[begin Records to use]

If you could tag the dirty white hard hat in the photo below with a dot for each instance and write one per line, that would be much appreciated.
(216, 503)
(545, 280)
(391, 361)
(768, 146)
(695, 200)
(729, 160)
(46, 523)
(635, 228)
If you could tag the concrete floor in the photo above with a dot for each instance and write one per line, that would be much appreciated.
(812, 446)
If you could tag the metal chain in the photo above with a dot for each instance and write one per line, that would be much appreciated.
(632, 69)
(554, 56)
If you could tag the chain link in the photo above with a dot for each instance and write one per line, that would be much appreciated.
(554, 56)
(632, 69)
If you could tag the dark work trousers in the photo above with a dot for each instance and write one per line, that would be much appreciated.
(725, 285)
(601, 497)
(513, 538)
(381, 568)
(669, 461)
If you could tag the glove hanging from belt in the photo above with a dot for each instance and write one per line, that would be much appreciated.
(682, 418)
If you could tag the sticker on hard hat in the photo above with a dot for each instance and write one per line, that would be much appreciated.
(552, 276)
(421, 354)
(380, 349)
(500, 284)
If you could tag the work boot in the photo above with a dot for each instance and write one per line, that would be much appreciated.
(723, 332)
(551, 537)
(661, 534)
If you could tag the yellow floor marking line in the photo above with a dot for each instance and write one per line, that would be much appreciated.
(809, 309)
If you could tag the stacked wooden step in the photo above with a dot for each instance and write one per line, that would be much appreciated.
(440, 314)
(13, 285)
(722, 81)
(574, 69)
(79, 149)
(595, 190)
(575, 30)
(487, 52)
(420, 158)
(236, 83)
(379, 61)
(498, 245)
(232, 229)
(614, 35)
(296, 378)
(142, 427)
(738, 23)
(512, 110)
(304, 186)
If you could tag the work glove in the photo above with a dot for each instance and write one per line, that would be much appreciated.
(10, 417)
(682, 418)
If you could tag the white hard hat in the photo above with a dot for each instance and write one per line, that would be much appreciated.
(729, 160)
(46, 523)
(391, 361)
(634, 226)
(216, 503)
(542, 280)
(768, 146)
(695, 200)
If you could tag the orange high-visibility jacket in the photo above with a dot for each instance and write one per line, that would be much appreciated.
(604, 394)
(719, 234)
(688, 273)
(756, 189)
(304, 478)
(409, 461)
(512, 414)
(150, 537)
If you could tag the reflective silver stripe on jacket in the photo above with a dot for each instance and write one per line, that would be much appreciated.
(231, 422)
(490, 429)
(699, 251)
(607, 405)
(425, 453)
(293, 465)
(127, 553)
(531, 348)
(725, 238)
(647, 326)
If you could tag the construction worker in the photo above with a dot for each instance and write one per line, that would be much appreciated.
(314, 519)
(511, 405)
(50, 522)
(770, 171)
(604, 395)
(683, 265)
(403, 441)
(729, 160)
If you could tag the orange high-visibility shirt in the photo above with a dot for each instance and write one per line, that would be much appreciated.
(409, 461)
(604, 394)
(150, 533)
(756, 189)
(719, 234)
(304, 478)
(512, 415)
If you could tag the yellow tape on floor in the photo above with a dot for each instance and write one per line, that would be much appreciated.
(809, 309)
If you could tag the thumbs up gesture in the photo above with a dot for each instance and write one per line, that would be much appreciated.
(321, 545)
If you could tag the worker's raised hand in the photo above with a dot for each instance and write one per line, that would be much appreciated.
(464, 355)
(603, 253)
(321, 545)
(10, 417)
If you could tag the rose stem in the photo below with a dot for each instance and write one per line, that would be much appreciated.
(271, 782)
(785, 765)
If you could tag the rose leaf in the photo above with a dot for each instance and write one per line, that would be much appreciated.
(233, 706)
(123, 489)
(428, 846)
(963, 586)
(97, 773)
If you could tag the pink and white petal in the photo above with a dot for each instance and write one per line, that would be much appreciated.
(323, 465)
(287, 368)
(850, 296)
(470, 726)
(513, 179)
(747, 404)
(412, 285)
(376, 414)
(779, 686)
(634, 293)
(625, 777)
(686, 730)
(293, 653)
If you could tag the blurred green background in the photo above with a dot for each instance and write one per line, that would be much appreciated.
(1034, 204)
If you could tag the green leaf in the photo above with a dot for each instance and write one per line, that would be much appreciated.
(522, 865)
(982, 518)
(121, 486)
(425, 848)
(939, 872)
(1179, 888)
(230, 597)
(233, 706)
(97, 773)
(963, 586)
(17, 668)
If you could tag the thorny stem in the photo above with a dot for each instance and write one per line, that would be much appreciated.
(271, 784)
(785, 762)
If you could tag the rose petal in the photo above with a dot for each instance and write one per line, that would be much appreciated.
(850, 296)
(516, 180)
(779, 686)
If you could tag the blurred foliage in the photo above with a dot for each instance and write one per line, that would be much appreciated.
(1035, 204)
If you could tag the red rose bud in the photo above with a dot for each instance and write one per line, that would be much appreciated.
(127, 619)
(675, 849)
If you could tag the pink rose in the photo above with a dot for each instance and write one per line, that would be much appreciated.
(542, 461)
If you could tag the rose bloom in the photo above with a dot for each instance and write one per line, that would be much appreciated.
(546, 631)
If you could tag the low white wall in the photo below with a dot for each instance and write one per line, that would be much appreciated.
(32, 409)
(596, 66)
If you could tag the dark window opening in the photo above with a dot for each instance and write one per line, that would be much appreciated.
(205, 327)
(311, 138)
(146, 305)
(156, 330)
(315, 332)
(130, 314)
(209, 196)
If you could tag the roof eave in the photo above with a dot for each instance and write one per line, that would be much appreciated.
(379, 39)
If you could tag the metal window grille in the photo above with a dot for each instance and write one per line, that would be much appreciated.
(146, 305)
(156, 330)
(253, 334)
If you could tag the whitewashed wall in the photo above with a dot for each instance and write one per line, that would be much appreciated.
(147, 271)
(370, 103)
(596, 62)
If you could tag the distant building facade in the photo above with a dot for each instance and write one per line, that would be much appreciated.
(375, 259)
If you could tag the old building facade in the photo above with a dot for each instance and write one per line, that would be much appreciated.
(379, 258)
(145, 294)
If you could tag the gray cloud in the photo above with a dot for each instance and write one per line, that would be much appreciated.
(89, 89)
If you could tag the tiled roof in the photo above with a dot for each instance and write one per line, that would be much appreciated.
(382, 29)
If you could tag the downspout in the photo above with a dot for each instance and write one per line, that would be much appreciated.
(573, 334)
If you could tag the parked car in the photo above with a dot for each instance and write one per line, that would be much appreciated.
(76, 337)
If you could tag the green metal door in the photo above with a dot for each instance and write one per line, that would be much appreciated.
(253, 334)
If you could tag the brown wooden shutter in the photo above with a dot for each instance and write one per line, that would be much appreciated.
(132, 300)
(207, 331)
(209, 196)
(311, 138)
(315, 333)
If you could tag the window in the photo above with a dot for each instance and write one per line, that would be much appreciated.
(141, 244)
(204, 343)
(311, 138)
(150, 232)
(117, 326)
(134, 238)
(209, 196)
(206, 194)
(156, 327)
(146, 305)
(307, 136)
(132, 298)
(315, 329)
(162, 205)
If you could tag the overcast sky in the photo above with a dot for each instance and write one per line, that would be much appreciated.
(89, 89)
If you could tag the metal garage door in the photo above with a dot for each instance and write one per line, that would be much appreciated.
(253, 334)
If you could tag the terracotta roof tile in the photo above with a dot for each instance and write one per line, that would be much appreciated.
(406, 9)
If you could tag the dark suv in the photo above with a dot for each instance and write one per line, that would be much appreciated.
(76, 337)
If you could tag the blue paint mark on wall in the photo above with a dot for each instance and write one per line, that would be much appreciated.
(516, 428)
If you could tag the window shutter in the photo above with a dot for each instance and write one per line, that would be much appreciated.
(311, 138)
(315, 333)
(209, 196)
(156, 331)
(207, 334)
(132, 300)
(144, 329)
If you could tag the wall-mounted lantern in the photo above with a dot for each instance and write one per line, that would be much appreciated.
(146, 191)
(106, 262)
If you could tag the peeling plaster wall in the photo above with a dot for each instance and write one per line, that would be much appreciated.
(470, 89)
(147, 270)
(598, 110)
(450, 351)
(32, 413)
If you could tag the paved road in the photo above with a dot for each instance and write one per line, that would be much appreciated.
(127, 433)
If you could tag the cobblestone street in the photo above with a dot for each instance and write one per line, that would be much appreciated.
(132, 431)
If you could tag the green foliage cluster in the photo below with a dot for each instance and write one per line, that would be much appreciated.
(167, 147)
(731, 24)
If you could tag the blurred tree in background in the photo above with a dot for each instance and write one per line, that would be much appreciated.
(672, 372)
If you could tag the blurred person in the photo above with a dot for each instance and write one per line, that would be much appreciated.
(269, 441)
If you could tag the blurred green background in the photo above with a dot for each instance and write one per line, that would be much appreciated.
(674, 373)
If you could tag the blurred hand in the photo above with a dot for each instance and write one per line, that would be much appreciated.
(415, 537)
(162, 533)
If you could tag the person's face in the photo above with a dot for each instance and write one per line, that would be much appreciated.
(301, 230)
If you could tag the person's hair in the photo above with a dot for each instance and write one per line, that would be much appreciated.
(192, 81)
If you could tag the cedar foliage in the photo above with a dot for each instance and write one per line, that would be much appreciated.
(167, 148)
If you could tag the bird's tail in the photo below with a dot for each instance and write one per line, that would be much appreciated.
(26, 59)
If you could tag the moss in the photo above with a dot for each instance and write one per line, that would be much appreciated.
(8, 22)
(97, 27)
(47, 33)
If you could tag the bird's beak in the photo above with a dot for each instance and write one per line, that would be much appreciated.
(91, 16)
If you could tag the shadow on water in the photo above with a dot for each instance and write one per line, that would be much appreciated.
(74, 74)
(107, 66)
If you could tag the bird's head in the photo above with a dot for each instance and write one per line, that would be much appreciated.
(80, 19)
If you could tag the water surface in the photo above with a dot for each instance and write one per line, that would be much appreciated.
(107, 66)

[end Records to use]

:: The task ::
Everything from the line containing "If you could tag the bird's beak" to the end of the data above should be quoted exactly, please, both ends included, and nothing outside that span.

:: Task solution ::
If you could tag the bird's beak in the photo above with a dot for each instance and write one per line, that would be much appreciated.
(91, 16)
If you could tag the shadow on water in the photo above with a dot for each instance and write one per line, that would be much appreciated.
(74, 74)
(107, 66)
If you could tag the bird's head in the photo above with a dot for each instance and write one per line, that would be much appreciated.
(80, 19)
If you could tag the water surface in the photo above with a dot for each instance and write one per line, that would be much appreciated.
(107, 66)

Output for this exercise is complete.